TASK PROMPT:
The records below must be transcribed exactly.

Natural language region descriptions:

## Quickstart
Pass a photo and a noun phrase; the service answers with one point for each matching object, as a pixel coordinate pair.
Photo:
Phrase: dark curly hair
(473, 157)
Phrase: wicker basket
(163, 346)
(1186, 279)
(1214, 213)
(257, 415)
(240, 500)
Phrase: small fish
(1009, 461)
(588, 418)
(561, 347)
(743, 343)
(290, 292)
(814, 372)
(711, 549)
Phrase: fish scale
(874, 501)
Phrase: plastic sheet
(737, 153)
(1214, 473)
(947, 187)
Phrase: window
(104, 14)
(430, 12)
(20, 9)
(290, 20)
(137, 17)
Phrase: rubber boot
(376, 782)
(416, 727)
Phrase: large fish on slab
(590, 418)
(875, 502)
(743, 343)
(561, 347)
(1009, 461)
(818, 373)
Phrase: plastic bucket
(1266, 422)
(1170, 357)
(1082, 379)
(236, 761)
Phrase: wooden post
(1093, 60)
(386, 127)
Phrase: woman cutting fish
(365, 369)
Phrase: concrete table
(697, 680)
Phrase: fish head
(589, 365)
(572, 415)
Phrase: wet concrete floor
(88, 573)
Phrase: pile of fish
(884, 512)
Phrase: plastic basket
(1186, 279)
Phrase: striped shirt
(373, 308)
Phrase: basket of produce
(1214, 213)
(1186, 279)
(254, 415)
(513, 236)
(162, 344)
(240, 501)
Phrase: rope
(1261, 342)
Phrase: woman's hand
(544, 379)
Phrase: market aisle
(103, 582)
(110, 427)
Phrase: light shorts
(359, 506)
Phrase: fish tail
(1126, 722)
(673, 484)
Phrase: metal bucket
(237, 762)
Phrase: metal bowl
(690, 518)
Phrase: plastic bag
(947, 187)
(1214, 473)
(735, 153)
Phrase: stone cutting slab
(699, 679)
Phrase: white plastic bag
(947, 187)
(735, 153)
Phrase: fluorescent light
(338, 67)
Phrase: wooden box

RESULT OF THIS EXERCISE:
## Quickstart
Pass a photo and a noun phrase; the service answers with one point for each matching object, as a pixel coordinate pair.
Photo:
Phrase: dark curly hair
(473, 157)
Phrase: wicker basket
(163, 346)
(1186, 279)
(1214, 213)
(257, 415)
(240, 500)
Phrase: small fish
(1009, 461)
(588, 418)
(561, 347)
(743, 343)
(290, 292)
(814, 372)
(711, 549)
Phrase: fish scale
(874, 501)
Phrase: plastic sheet
(737, 153)
(1214, 473)
(947, 187)
Phrase: window
(104, 14)
(430, 12)
(20, 9)
(290, 20)
(137, 17)
Phrase: rubber boot
(376, 782)
(416, 727)
Phrase: large fish on slab
(590, 418)
(875, 502)
(743, 343)
(561, 347)
(1009, 461)
(818, 373)
Phrase: plastic bucket
(1266, 422)
(1170, 357)
(1082, 379)
(236, 761)
Phrase: wooden post
(1093, 60)
(386, 127)
Phrase: woman cutting fish
(365, 369)
Phrase: concrete table
(697, 680)
Phrase: fish head
(589, 365)
(572, 415)
Phrase: wet concrete floor
(88, 573)
Phrase: pile of fish
(884, 512)
Phrase: plastic basket
(1186, 279)
Phrase: striped shirt
(373, 308)
Phrase: basket of produce
(1214, 213)
(1186, 279)
(254, 415)
(513, 236)
(162, 344)
(240, 501)
Phrase: rope
(1261, 342)
Phrase: woman's hand
(544, 379)
Phrase: market aisle
(103, 582)
(110, 427)
Phrase: light shorts
(359, 506)
Phrase: fish tail
(1126, 722)
(673, 484)
Phrase: metal bucket
(237, 762)
Phrase: metal bowl
(690, 518)
Phrase: plastic bag
(947, 187)
(1214, 473)
(735, 153)
Phrase: stone cutting slab
(699, 679)
Phrase: white plastic bag
(947, 187)
(735, 153)
Phrase: fluorescent light
(338, 67)
Phrase: wooden box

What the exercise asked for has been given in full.